**YOUR ASSIGNMENT**
Look through the listing below, find every line with the string "surfboard", and copy it.

**AVAILABLE RECORDS**
-- Opening Marker --
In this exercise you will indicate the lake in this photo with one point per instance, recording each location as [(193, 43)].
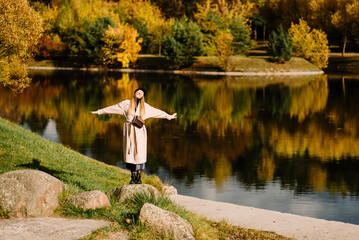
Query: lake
[(289, 144)]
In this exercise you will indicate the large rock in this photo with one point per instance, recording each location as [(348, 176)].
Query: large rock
[(168, 190), (127, 191), (165, 222), (29, 193), (89, 200)]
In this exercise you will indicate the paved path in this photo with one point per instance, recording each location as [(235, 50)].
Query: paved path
[(285, 224), (48, 228)]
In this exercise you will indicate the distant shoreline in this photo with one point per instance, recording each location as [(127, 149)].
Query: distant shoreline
[(180, 72)]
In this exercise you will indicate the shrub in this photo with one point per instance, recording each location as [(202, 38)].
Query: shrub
[(280, 46), (309, 44), (183, 43)]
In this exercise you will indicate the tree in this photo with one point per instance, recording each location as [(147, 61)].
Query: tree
[(121, 46), (310, 44), (280, 46), (215, 17), (224, 41), (183, 43), (338, 18), (345, 18), (20, 28)]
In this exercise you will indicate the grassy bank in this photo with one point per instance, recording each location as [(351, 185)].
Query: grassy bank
[(21, 149), (255, 64)]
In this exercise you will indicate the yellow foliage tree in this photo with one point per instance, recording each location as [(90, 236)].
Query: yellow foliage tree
[(309, 44), (20, 28), (224, 48), (121, 46)]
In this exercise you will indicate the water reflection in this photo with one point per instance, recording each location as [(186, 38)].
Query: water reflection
[(252, 137)]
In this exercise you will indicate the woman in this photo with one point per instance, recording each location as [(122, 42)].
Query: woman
[(135, 137)]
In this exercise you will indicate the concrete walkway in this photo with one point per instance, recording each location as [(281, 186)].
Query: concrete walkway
[(48, 228), (288, 225)]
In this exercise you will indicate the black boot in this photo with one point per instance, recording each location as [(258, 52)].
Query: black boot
[(138, 177), (133, 177)]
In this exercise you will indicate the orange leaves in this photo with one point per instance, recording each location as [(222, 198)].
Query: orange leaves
[(121, 45)]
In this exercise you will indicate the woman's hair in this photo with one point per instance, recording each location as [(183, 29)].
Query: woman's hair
[(133, 105)]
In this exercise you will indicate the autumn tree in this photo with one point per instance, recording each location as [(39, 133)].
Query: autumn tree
[(311, 44), (20, 28), (224, 41), (121, 46), (148, 21), (183, 43), (214, 17), (280, 46), (338, 18), (282, 12)]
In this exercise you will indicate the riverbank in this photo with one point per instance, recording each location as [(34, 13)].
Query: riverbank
[(285, 224), (238, 66), (22, 149)]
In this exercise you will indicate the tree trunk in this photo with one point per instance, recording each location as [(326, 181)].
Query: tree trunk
[(344, 44)]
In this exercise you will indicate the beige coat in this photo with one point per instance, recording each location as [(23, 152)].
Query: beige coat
[(134, 139)]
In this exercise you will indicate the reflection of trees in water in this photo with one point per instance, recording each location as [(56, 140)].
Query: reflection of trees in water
[(255, 130)]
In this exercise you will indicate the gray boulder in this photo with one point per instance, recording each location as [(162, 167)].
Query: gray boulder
[(166, 222), (29, 193), (127, 191), (89, 200), (168, 190)]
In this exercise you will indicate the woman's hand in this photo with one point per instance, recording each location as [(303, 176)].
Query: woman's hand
[(173, 116)]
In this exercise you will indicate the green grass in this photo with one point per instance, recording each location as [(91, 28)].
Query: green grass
[(21, 149)]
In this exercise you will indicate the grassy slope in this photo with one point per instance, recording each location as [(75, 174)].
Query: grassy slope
[(21, 149)]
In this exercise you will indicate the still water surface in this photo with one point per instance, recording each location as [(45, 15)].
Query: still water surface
[(289, 144)]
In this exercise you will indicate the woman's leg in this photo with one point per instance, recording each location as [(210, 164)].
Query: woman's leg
[(133, 177), (138, 177)]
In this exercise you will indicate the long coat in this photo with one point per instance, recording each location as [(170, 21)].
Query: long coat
[(134, 138)]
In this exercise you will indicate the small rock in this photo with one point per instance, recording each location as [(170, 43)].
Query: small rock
[(89, 200), (29, 193), (127, 191), (169, 190), (165, 222)]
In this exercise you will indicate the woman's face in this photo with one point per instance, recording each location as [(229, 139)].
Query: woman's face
[(139, 94)]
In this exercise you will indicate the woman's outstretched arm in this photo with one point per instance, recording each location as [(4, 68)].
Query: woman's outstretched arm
[(119, 108), (152, 112)]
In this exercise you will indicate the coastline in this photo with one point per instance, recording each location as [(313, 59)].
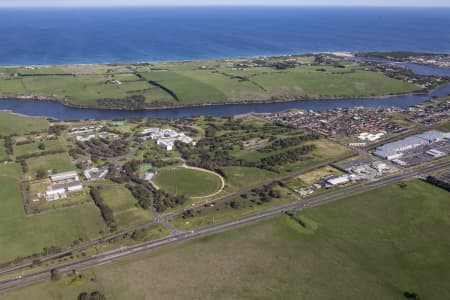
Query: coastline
[(70, 105)]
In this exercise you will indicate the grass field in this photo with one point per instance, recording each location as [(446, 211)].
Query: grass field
[(240, 177), (3, 154), (22, 235), (189, 83), (18, 125), (52, 145), (126, 210), (55, 162), (373, 246), (187, 182)]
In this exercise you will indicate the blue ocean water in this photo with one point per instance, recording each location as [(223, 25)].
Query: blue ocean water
[(100, 35)]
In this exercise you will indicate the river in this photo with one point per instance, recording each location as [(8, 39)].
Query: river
[(58, 111)]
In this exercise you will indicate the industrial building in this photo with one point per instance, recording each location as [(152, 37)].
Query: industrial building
[(394, 150), (62, 184), (165, 138)]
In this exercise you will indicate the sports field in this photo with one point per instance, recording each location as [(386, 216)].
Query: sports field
[(188, 182), (374, 246), (56, 163), (18, 125), (22, 235), (195, 83), (125, 208)]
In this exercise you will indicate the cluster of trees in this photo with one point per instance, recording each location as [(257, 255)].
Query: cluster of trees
[(106, 211), (24, 165), (164, 200), (439, 183), (280, 144), (76, 152), (57, 129), (92, 296), (105, 148), (286, 157), (142, 193), (134, 102), (265, 194), (215, 151), (42, 153)]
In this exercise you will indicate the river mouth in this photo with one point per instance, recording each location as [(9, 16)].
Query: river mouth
[(56, 110)]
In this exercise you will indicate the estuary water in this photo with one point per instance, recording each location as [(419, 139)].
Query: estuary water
[(103, 35), (58, 111), (99, 35)]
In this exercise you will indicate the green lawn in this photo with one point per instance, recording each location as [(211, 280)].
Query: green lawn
[(188, 83), (3, 154), (331, 84), (188, 182), (187, 89), (11, 86), (241, 177), (373, 246), (55, 162), (22, 235), (52, 145), (18, 125), (127, 211)]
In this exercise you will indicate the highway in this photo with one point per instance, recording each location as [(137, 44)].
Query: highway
[(124, 252), (163, 219)]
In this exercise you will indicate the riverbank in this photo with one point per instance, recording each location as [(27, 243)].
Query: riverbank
[(171, 85)]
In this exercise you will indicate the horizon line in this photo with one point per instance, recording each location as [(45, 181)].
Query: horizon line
[(222, 5)]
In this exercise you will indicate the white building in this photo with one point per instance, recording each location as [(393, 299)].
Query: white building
[(64, 177), (165, 137), (167, 144), (338, 180), (95, 173), (62, 185)]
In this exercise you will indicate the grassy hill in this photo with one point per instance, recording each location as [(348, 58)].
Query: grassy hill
[(169, 84), (373, 246)]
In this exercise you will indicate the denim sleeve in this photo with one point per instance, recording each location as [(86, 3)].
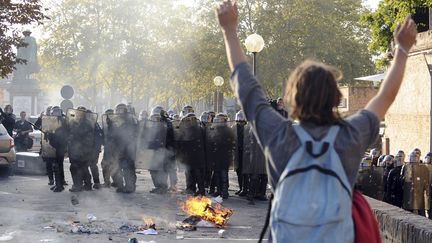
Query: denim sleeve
[(264, 120), (274, 133)]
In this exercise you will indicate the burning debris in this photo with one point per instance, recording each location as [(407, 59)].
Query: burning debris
[(201, 208), (102, 227)]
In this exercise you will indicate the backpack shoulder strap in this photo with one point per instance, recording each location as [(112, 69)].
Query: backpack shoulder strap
[(331, 134), (304, 136)]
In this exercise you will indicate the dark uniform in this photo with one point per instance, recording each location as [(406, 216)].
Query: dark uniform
[(191, 154), (8, 121), (23, 142), (98, 136), (125, 148), (58, 140), (394, 191)]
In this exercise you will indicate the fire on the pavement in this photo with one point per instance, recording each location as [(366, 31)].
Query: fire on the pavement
[(202, 207)]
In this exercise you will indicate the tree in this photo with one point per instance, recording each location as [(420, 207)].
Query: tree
[(145, 51), (13, 15), (383, 23)]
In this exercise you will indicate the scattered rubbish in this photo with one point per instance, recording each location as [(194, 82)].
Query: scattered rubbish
[(205, 224), (202, 208), (129, 228), (74, 229), (221, 233), (7, 236), (74, 200), (217, 199), (147, 232), (193, 220), (91, 217), (185, 227)]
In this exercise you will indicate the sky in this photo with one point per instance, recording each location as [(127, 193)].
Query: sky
[(373, 4)]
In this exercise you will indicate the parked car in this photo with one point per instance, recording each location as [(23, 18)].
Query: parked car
[(7, 151)]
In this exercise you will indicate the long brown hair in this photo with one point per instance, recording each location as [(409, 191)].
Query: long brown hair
[(312, 93)]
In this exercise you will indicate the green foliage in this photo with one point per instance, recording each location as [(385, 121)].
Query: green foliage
[(13, 15), (143, 50), (384, 21)]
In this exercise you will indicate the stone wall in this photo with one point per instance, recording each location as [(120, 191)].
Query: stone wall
[(408, 120), (400, 226), (356, 98)]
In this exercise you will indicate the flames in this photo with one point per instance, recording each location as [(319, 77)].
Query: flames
[(202, 207), (148, 223)]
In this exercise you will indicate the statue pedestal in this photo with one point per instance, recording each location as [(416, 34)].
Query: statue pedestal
[(23, 96)]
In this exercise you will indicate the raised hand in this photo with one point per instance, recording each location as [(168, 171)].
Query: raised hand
[(405, 35), (227, 14)]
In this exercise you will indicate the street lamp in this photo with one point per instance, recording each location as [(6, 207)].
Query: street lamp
[(254, 44), (218, 82)]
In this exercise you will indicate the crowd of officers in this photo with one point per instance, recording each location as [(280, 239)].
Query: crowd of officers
[(161, 142), (19, 129), (405, 184)]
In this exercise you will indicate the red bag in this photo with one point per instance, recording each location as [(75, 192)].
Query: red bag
[(365, 223)]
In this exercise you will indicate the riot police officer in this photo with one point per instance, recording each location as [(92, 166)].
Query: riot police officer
[(81, 126), (108, 155), (240, 123), (394, 191), (58, 140), (125, 137), (190, 151)]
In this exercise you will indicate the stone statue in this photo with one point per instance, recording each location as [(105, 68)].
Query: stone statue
[(28, 53)]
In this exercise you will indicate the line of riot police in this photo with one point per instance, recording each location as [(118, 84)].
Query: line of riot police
[(205, 149), (403, 184)]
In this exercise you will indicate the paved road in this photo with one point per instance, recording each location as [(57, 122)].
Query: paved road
[(27, 206)]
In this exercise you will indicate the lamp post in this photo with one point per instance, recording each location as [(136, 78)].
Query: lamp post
[(428, 60), (218, 82), (254, 44)]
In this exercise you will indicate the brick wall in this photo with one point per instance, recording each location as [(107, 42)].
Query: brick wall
[(408, 120)]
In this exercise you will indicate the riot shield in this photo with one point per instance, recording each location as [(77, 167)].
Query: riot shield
[(189, 139), (120, 135), (370, 181), (151, 145), (416, 187), (49, 126), (220, 144), (81, 124)]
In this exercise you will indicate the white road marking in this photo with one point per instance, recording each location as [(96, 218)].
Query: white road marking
[(24, 178), (223, 239), (239, 227)]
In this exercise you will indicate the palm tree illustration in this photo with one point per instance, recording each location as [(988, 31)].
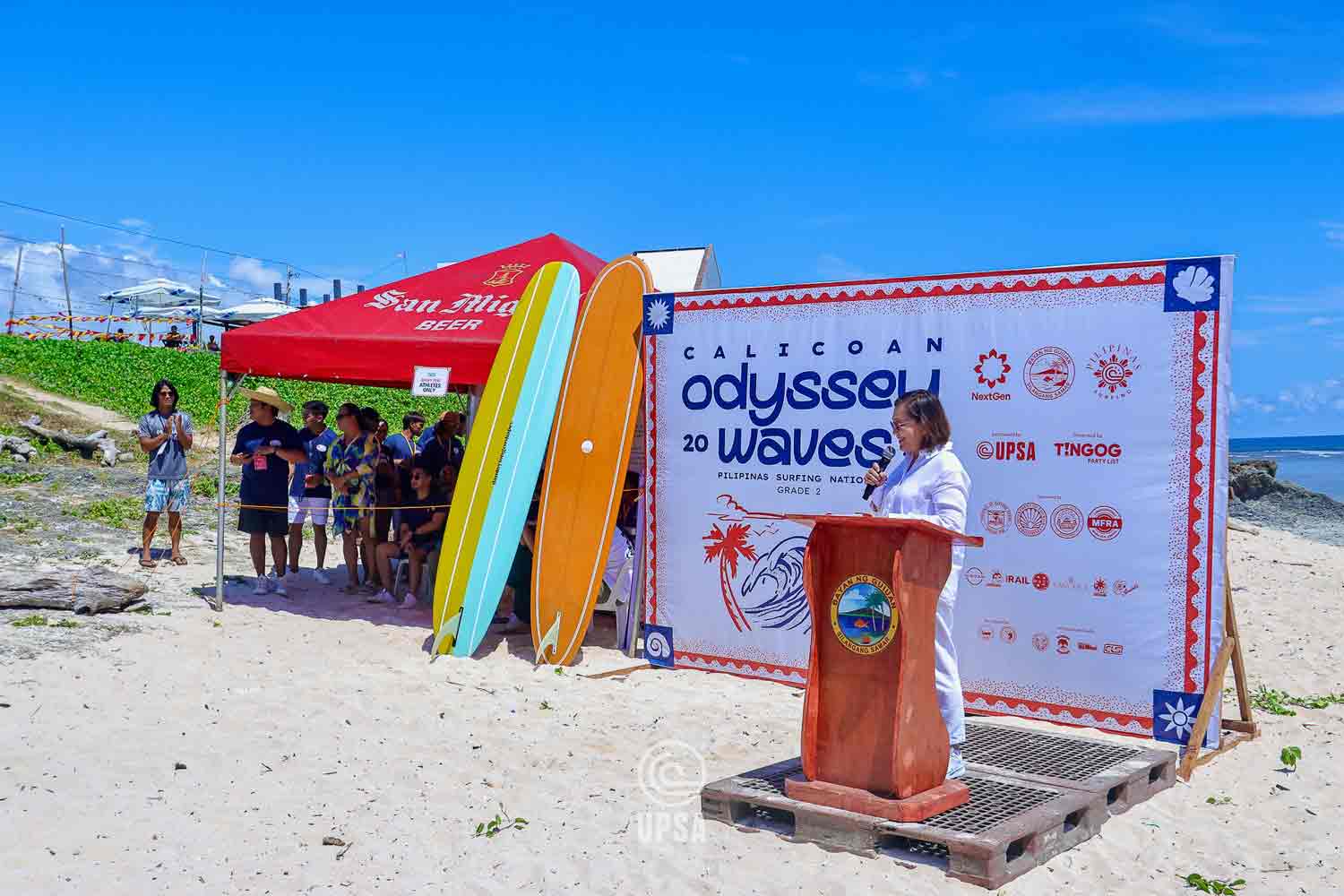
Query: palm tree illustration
[(726, 547)]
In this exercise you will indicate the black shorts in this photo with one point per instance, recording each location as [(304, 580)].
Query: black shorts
[(263, 521)]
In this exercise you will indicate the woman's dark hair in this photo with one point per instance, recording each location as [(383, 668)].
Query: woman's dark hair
[(153, 397), (926, 411)]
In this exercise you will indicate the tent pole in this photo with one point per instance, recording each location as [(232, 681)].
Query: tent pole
[(220, 493)]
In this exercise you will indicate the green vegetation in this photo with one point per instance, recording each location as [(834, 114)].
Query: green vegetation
[(1218, 887), (499, 825), (120, 375), (1279, 702), (120, 513)]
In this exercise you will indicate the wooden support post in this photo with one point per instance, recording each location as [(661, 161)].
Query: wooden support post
[(1236, 731)]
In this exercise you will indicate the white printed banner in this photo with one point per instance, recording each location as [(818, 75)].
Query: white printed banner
[(1088, 405)]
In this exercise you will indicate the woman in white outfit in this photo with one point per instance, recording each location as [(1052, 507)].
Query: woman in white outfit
[(930, 484)]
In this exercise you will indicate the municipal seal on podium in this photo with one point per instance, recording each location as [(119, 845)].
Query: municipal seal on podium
[(863, 614)]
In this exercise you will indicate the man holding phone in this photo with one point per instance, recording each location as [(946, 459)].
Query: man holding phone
[(166, 435), (265, 449)]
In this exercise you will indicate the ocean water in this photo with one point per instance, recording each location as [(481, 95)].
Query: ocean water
[(1314, 462)]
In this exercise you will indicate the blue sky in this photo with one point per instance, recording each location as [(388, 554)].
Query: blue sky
[(811, 142)]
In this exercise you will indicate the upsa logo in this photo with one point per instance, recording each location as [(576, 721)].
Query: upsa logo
[(1005, 450), (1093, 452), (992, 374), (1113, 368)]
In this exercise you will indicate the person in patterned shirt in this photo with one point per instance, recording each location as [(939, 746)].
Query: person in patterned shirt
[(351, 462)]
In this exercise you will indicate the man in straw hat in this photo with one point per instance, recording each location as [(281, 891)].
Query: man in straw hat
[(265, 449)]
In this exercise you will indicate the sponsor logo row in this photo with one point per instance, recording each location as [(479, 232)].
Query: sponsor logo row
[(1050, 373), (1097, 452), (1059, 642), (1067, 520), (1099, 587)]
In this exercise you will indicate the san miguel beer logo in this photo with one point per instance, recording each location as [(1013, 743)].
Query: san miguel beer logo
[(863, 614), (505, 274)]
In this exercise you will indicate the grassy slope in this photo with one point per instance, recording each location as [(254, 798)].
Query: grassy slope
[(120, 378)]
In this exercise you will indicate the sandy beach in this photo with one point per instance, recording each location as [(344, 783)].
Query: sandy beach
[(191, 751)]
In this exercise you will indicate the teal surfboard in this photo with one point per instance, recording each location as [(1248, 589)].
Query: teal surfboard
-- Closing Marker --
**SOLUTION BELOW**
In this exercise you will indicate the teal surfboard in this photo with one point per instance, recording each location as [(1248, 589)].
Query: teal surfboard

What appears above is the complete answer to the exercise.